**What you will do**. Starting at the line that contains "line as [298,34]." and ending at the last line of the records, write those lines out again with "twig" swapped for "branch" and nothing else changed.

## Begin Data to process

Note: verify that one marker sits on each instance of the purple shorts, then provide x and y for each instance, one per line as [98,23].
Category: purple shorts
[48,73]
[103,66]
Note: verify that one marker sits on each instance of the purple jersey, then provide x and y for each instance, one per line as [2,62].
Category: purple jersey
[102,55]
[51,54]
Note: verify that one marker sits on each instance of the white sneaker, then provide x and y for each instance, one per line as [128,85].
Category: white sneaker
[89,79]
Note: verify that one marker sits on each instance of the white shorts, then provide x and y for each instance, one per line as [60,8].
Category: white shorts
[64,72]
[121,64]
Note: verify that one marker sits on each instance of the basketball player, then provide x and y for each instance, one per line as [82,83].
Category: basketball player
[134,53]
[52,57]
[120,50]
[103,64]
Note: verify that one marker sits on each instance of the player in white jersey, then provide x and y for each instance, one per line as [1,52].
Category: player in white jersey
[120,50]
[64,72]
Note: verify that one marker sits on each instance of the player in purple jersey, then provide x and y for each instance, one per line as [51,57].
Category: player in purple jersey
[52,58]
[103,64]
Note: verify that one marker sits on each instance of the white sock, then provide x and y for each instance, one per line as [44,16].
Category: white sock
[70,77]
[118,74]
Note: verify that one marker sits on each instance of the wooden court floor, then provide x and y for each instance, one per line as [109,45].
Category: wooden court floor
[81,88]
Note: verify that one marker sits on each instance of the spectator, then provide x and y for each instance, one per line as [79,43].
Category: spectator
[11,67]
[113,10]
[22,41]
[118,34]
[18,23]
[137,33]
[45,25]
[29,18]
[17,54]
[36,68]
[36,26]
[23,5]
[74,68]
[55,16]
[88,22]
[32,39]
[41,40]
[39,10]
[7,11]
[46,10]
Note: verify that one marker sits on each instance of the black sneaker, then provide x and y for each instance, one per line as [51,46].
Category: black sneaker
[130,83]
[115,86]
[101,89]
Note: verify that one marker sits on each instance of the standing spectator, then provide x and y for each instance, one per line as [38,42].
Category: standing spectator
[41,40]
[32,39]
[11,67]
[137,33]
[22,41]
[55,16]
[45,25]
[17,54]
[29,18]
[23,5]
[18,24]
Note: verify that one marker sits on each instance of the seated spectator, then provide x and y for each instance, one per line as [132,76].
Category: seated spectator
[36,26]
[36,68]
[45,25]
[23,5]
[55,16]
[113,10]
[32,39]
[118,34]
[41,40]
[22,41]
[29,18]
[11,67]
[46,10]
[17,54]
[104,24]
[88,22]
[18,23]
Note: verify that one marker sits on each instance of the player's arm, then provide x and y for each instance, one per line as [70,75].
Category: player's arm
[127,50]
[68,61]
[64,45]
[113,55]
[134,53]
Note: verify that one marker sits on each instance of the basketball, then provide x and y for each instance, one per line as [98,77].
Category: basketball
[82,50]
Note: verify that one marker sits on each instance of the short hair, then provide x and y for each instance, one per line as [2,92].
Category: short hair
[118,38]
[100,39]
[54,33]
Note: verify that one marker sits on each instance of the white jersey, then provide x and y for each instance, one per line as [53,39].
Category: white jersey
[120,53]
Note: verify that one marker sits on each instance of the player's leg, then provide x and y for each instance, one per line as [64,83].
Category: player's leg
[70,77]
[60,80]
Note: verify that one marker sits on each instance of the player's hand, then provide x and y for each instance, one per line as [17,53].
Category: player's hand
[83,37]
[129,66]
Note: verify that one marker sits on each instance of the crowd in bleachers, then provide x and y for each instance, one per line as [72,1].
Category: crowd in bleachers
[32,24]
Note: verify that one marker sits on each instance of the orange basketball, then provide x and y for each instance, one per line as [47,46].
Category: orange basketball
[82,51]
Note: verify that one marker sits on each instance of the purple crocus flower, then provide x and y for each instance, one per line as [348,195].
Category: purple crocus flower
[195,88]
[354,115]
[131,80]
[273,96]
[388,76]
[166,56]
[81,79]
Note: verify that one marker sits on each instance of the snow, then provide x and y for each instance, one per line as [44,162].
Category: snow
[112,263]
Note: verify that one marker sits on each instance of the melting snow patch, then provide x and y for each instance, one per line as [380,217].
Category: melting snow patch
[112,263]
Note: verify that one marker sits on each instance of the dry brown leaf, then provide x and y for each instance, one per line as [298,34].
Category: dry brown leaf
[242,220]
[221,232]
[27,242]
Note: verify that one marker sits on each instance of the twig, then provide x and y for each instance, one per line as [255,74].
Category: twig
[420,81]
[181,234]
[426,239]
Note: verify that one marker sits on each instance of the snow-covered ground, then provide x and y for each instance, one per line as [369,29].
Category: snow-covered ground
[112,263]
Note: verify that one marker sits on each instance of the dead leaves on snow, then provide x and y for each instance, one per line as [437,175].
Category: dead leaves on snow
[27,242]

## End Data to process

**Exercise response**.
Note: verify that one marker sits on each instance of the dry brown leaf, then provide x and y for each instance, one per line as [298,34].
Category: dry brown leaf
[242,220]
[221,232]
[27,242]
Note: verify that one marker sits on each instance of the branch, then provide x and y for each instance, one per line as [255,74].
Category: branch
[420,81]
[181,234]
[426,239]
Note: verify that one marker sits on each instance of the snow-covered ground, then provide x and y for each instance, one per line as [369,29].
Category: snow-covered ground
[112,263]
Note: verify that one marker sits on each instance of the dead leaves on snow, then provide x and y for each instance, one per line as [437,175].
Category: dead leaves on snow
[27,242]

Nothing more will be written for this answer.